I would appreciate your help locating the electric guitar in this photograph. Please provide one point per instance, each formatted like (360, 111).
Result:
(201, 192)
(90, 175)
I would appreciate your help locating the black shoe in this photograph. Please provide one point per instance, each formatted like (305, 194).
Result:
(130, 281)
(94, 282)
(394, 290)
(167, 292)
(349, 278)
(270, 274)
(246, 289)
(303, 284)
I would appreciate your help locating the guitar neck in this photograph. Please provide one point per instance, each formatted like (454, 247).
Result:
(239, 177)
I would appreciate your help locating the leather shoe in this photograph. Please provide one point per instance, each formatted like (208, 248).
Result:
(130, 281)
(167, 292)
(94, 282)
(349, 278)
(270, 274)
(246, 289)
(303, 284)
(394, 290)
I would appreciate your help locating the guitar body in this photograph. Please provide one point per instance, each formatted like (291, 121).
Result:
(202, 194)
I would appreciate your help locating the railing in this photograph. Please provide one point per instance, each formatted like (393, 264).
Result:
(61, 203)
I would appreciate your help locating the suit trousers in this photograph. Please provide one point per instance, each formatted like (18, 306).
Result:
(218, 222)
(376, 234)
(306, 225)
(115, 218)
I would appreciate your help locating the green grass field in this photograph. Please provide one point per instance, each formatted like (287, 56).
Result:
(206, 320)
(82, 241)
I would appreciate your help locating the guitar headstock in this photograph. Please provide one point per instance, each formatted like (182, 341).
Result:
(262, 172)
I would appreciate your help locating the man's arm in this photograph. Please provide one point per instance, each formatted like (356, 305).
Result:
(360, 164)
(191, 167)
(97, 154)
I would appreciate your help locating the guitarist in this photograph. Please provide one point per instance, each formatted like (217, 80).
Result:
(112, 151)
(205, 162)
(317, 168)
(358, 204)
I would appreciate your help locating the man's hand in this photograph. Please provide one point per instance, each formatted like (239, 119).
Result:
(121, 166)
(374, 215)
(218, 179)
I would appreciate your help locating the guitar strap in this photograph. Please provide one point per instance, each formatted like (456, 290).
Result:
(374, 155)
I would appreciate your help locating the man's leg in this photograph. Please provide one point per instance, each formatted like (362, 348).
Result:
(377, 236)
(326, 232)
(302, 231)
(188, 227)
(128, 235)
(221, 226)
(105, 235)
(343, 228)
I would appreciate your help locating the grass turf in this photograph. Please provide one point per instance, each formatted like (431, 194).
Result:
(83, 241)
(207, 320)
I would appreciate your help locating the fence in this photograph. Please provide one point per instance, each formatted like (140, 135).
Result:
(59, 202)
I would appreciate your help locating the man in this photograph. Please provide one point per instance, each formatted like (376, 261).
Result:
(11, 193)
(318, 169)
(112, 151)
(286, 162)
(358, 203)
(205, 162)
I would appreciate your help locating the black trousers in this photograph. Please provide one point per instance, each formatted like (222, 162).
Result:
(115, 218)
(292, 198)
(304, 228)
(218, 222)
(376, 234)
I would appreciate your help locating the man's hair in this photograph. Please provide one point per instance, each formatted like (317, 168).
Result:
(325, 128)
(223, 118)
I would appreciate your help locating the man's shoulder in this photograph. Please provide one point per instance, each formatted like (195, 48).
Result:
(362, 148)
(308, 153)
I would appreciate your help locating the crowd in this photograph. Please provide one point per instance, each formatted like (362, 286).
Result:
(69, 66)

→ TASK OBJECTIVE
Start to finish, copy the records above with no differences.

→ OUTPUT BELOW
I would appreciate your help locating the electric guitar in this photograph. Please provide one point per instance, each formatted like (360, 111).
Result:
(201, 192)
(90, 175)
I would appreciate your help locating the black shoe in this photograph. Please provide one point per instance, each formatted like (305, 194).
Result:
(130, 281)
(94, 282)
(394, 290)
(167, 292)
(349, 278)
(270, 274)
(246, 289)
(303, 284)
I would appreciate your help locating the guitar neck in this photograph. Please provide one point per instance, each formatted like (454, 247).
Result:
(239, 177)
I would appreciate your help locating the leather shoe in this photograph. Please provide one point per instance, each formatted like (208, 248).
Result:
(130, 281)
(167, 292)
(94, 282)
(349, 278)
(270, 274)
(246, 289)
(303, 284)
(394, 290)
I would appreciate your help locating the guitar body in this photograph. Please provide one point per instance, each formatted like (291, 121).
Result:
(202, 194)
I would appreciate your help locating the railing in this photograph. Please provide one point per instance, each formatted like (393, 264).
Result:
(61, 203)
I would appreciate your help locating the suit trousers in this photograph. Please provide one point per instance, each formatted like (18, 306).
Result:
(218, 222)
(376, 234)
(306, 225)
(115, 218)
I would appreciate your help locating the green grass field in this photograph. Please provide one point per instance, each formatted like (287, 56).
Result:
(206, 320)
(82, 241)
I would appreciate your help locating the guitar headstock in this photograph. Please provide one point per instance, each formatted like (182, 341).
Result:
(262, 172)
I would appreciate your help locating the man's arm in this photograph. Please provide one point per instance, each formatted like (356, 305).
Result:
(360, 164)
(191, 167)
(97, 154)
I would appreciate your help locating the guitarist in this photograph. Please provide one point per instance, each formatted like (217, 80).
Result:
(112, 151)
(205, 162)
(317, 168)
(358, 204)
I would appreciate your help locating the man's hand in this photograph. Please provide one point per instance, each formatted like (239, 119).
Result:
(121, 166)
(374, 215)
(218, 179)
I would appreciate your help locating the guitar strap in this photograph. Please provide one point per instance, each formatted like (456, 290).
Result:
(374, 155)
I would appreciate your help locating the man's leg in this photograph. Please provide one point per instance, each formatted like (362, 348).
Result:
(377, 236)
(326, 232)
(302, 231)
(188, 227)
(128, 235)
(221, 226)
(105, 235)
(343, 228)
I would appreciate your help locating the grass turf in this photograph. Please provide one point per instance, each formatted like (431, 194).
Result:
(83, 241)
(207, 320)
I would appreciate your help locating the fence in this photograph. Please provide one point per instance, each formatted like (140, 135).
Result:
(59, 202)
I would appreciate your help locating the man in this photograph. Please provide one point per instance, each formatted like (376, 261).
Result:
(11, 193)
(318, 169)
(112, 151)
(286, 162)
(358, 203)
(205, 162)
I would appreciate your help locating the black trousers in this photograph. Please provide one point per instance, each formatted like (222, 162).
Result:
(115, 218)
(292, 198)
(304, 228)
(218, 222)
(376, 234)
I would appreciate your help locating the man's hair in this photograph. Please provide one point per instance, each formatted like (317, 168).
Result:
(325, 128)
(223, 118)
I would appreciate your help locating the man's shoulder in this photograph. Please provide one point per instance, each formatted like (195, 48).
Result:
(362, 148)
(308, 153)
I would appreciate your help locating the crowd in this photograph. Please provide one point per instance, each formatted like (362, 286).
Result:
(69, 66)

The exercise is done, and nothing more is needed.